WHAT THE EXERCISE ASKS | Pick out every line in the data below that contains the string "green" and copy each one in full. Treat uppercase and lowercase as different.

ENTRIES |
§ §
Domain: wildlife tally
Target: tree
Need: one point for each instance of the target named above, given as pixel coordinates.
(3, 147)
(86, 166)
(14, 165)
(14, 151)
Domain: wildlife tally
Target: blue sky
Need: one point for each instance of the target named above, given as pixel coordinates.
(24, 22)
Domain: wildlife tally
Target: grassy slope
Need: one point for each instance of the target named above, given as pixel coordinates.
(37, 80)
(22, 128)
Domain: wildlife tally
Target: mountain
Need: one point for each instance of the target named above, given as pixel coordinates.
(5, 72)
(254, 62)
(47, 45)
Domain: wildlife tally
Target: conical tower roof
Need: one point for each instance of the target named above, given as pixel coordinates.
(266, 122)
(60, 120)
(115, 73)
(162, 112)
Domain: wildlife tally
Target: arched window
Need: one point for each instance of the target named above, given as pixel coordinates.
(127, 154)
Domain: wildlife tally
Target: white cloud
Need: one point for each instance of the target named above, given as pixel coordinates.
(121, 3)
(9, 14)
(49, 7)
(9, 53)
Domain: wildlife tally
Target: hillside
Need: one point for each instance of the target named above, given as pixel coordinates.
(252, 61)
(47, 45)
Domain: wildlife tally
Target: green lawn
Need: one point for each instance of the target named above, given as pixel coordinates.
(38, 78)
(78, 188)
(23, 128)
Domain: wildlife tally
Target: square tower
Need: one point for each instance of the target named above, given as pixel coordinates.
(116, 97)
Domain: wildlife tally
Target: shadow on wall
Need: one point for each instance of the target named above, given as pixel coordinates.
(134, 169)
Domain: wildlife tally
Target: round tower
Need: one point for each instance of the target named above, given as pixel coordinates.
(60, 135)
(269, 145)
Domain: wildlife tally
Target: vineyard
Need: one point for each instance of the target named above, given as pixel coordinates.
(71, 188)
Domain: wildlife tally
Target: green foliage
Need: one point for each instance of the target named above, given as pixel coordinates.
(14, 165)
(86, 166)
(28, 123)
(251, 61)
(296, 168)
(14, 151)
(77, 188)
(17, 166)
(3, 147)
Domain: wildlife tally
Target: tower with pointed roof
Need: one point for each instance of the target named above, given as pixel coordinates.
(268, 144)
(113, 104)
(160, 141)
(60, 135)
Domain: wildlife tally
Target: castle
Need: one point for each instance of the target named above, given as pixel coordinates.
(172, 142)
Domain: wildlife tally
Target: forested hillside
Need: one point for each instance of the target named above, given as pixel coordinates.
§ §
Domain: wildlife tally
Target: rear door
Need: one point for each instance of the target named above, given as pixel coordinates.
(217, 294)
§ §
RESPONSE |
Target: green lawn
Target: green foliage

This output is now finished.